▶ _Work instruction_
Please print all the lines below exactly as they are written.

[Data items]
BEGIN

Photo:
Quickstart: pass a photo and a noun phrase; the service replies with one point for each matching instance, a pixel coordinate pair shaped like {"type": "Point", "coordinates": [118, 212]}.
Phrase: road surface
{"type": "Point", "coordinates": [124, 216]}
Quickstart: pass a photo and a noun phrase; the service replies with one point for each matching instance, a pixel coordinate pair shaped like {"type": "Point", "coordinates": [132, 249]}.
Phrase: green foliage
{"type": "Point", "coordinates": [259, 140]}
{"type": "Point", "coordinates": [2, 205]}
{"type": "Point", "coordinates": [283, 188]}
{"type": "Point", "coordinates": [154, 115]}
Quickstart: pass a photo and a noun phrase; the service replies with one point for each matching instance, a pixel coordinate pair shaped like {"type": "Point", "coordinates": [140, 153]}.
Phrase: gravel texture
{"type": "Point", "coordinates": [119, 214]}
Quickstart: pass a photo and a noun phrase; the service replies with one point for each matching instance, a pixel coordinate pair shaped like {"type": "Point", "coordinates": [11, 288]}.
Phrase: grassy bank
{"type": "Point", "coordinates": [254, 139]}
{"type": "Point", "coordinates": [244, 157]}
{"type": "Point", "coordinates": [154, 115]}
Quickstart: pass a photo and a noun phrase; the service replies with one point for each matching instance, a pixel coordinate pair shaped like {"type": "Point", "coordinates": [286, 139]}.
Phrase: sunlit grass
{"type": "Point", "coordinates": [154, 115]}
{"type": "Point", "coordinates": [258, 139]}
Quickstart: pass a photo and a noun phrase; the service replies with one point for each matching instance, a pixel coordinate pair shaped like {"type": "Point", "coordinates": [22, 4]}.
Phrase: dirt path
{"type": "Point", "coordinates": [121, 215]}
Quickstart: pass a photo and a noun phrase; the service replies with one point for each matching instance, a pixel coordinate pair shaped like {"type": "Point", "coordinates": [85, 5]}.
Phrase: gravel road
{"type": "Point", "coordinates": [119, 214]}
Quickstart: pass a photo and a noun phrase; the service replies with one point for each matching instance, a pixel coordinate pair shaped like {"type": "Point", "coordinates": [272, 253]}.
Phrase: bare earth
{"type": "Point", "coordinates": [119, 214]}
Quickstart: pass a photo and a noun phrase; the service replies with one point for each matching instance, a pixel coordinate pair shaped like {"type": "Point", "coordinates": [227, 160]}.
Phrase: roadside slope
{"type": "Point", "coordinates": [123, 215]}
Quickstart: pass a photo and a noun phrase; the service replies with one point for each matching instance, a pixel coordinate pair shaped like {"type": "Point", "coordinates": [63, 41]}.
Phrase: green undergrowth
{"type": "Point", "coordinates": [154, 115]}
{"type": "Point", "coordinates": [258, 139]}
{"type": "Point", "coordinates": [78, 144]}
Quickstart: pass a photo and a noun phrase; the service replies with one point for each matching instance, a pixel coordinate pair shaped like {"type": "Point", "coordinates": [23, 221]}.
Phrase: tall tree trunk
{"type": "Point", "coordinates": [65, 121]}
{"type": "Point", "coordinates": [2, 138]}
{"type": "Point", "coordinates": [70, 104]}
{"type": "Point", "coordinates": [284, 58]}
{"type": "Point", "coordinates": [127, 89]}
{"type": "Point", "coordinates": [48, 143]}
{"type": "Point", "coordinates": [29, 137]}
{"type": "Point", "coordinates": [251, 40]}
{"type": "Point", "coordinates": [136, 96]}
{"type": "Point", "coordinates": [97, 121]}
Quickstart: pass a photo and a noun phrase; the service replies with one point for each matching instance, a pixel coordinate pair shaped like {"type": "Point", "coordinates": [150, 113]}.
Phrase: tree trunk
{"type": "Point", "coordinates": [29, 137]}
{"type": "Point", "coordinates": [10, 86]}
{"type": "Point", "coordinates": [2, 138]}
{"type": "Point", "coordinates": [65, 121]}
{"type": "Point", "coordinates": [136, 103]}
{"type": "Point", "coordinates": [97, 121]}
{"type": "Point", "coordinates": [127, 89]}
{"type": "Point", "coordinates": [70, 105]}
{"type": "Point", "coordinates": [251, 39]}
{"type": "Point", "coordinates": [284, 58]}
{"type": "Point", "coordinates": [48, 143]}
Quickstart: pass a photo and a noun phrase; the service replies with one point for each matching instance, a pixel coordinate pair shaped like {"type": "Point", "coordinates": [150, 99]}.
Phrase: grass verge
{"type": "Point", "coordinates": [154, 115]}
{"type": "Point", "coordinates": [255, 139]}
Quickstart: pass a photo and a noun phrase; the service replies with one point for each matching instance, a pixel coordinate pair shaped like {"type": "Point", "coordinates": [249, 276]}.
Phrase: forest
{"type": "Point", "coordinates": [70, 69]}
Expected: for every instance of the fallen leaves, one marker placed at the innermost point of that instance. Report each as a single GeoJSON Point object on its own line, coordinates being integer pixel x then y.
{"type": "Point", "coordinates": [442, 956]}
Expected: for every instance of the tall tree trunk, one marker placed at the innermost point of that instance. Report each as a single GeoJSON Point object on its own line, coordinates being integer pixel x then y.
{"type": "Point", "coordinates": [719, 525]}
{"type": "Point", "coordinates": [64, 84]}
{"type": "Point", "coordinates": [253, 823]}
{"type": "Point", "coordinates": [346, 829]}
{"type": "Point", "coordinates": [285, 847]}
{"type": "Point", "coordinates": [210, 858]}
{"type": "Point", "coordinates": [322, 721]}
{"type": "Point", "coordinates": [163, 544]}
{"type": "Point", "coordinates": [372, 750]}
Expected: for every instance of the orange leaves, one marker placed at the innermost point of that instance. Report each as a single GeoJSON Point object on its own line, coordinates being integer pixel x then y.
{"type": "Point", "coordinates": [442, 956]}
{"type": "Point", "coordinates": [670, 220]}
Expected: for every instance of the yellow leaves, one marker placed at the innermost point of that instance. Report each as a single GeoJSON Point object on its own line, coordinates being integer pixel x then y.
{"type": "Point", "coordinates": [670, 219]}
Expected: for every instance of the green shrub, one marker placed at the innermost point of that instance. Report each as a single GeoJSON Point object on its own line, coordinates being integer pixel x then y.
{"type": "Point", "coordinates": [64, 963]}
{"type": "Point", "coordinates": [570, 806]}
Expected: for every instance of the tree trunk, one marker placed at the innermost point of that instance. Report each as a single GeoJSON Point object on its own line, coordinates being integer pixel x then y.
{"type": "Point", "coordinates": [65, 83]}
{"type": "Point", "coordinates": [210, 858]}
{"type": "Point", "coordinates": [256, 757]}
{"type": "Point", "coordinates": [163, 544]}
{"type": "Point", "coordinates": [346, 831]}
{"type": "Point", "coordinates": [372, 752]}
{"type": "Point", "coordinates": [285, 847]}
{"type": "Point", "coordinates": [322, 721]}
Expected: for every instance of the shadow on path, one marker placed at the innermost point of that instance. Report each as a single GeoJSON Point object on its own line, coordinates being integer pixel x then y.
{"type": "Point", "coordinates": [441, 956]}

END

▶ _Task result_
Photo:
Quickstart: pass a photo and a noun phrase; the service replies with one point for each matching instance, a pixel coordinate pair shaped like {"type": "Point", "coordinates": [118, 212]}.
Phrase: road surface
{"type": "Point", "coordinates": [124, 216]}
Quickstart: pass a photo and a noun phrase; the service replies with one point for each matching instance, a pixel coordinate pair shaped like {"type": "Point", "coordinates": [132, 249]}.
Phrase: green foliage
{"type": "Point", "coordinates": [259, 140]}
{"type": "Point", "coordinates": [2, 205]}
{"type": "Point", "coordinates": [283, 188]}
{"type": "Point", "coordinates": [154, 115]}
Quickstart: pass a photo and a noun phrase; the service replies with one point for each matching instance, a pixel coordinate pair shaped like {"type": "Point", "coordinates": [140, 153]}.
Phrase: gravel texture
{"type": "Point", "coordinates": [119, 214]}
Quickstart: pass a photo and a noun phrase; the service replies with one point for each matching instance, a pixel coordinate pair shaped like {"type": "Point", "coordinates": [11, 288]}.
Phrase: grassy bank
{"type": "Point", "coordinates": [254, 139]}
{"type": "Point", "coordinates": [244, 157]}
{"type": "Point", "coordinates": [154, 115]}
Quickstart: pass a photo and a noun phrase; the service replies with one point for each matching instance, a pixel coordinate pair shaped like {"type": "Point", "coordinates": [286, 139]}.
Phrase: sunlit grass
{"type": "Point", "coordinates": [154, 115]}
{"type": "Point", "coordinates": [258, 139]}
Quickstart: pass a photo and a noun phrase; the service replies with one point for each matching instance, a pixel coordinate pair shaped like {"type": "Point", "coordinates": [22, 4]}.
Phrase: dirt path
{"type": "Point", "coordinates": [121, 215]}
Quickstart: pass a photo and a noun phrase; the service replies with one point for each matching instance, a pixel coordinate pair shaped like {"type": "Point", "coordinates": [85, 5]}.
Phrase: gravel road
{"type": "Point", "coordinates": [119, 214]}
Quickstart: pass a photo and a noun phrase; the service replies with one point for each matching instance, a pixel coordinate pair shaped like {"type": "Point", "coordinates": [272, 253]}.
Phrase: bare earth
{"type": "Point", "coordinates": [119, 214]}
Quickstart: pass a photo and a noun phrase; the service replies with one point for each matching instance, a pixel coordinate pair shaped like {"type": "Point", "coordinates": [227, 160]}.
Phrase: roadside slope
{"type": "Point", "coordinates": [123, 215]}
Quickstart: pass a photo and a noun phrase; the service replies with one point for each matching instance, a pixel coordinate pair shaped like {"type": "Point", "coordinates": [63, 41]}.
Phrase: green undergrowth
{"type": "Point", "coordinates": [154, 115]}
{"type": "Point", "coordinates": [258, 139]}
{"type": "Point", "coordinates": [78, 144]}
Quickstart: pass a photo and a noun phrase; the service replies with one point for each matching instance, a pixel coordinate pair shaped like {"type": "Point", "coordinates": [23, 221]}.
Phrase: tall tree trunk
{"type": "Point", "coordinates": [65, 121]}
{"type": "Point", "coordinates": [2, 138]}
{"type": "Point", "coordinates": [70, 104]}
{"type": "Point", "coordinates": [284, 58]}
{"type": "Point", "coordinates": [127, 89]}
{"type": "Point", "coordinates": [48, 143]}
{"type": "Point", "coordinates": [29, 137]}
{"type": "Point", "coordinates": [251, 40]}
{"type": "Point", "coordinates": [136, 96]}
{"type": "Point", "coordinates": [97, 121]}
Quickstart: pass a photo and a noun phrase; the service replies with one point for each matching instance, a pixel coordinate pair shaped like {"type": "Point", "coordinates": [150, 113]}.
Phrase: tree trunk
{"type": "Point", "coordinates": [29, 137]}
{"type": "Point", "coordinates": [10, 86]}
{"type": "Point", "coordinates": [2, 138]}
{"type": "Point", "coordinates": [65, 121]}
{"type": "Point", "coordinates": [136, 103]}
{"type": "Point", "coordinates": [97, 121]}
{"type": "Point", "coordinates": [127, 89]}
{"type": "Point", "coordinates": [70, 105]}
{"type": "Point", "coordinates": [251, 39]}
{"type": "Point", "coordinates": [284, 58]}
{"type": "Point", "coordinates": [48, 143]}
Quickstart: pass a photo and a noun phrase; the service replies with one point for each matching instance, a pixel coordinate pair shaped like {"type": "Point", "coordinates": [150, 99]}.
Phrase: grass verge
{"type": "Point", "coordinates": [154, 115]}
{"type": "Point", "coordinates": [255, 139]}
Quickstart: pass a photo and a noun phrase; the service replies with one point for each matching instance, a pixel coordinate pair shaped like {"type": "Point", "coordinates": [249, 276]}.
Phrase: forest
{"type": "Point", "coordinates": [70, 69]}
Expected: for every instance of the fallen leaves, one marker placed at the innermost point of that instance. Report each as a single GeoJSON Point object on its own line, coordinates being integer pixel x then y.
{"type": "Point", "coordinates": [442, 956]}
Expected: for every instance of the tall tree trunk, one marker placed at the innermost point of that instance. Report each as a single GeoJSON Point object on its own line, coordinates being integer pixel x then y.
{"type": "Point", "coordinates": [719, 525]}
{"type": "Point", "coordinates": [64, 84]}
{"type": "Point", "coordinates": [253, 823]}
{"type": "Point", "coordinates": [346, 829]}
{"type": "Point", "coordinates": [285, 847]}
{"type": "Point", "coordinates": [210, 858]}
{"type": "Point", "coordinates": [322, 721]}
{"type": "Point", "coordinates": [163, 544]}
{"type": "Point", "coordinates": [372, 750]}
Expected: for every instance of the orange leaves, one marker placed at the innermost point of that instance. Report each as a single GeoJSON Point object on its own line, coordinates being integer pixel x then y.
{"type": "Point", "coordinates": [442, 956]}
{"type": "Point", "coordinates": [670, 220]}
Expected: for every instance of the yellow leaves, one marker placed at the innermost point of that instance. Report each as a single GeoJSON Point object on its own line, coordinates being integer pixel x then y.
{"type": "Point", "coordinates": [670, 219]}
Expected: for every instance of the green shrub, one marker placed at the innermost point of that instance. Report each as a single GeoJSON Point object on its own line, coordinates being integer pixel x then y.
{"type": "Point", "coordinates": [64, 963]}
{"type": "Point", "coordinates": [570, 806]}
Expected: for every instance of the tree trunk, one marker placed at the innermost point of that instance. Report each as a single GeoJSON Point object on its own line, coordinates being integer pixel x then y.
{"type": "Point", "coordinates": [65, 83]}
{"type": "Point", "coordinates": [210, 858]}
{"type": "Point", "coordinates": [256, 757]}
{"type": "Point", "coordinates": [163, 544]}
{"type": "Point", "coordinates": [346, 831]}
{"type": "Point", "coordinates": [372, 752]}
{"type": "Point", "coordinates": [285, 847]}
{"type": "Point", "coordinates": [322, 721]}
Expected: for every instance of the shadow on path, one marker placed at the innermost point of that instance. Report each as a single GeoJSON Point object on its own line, coordinates being integer pixel x then y.
{"type": "Point", "coordinates": [441, 956]}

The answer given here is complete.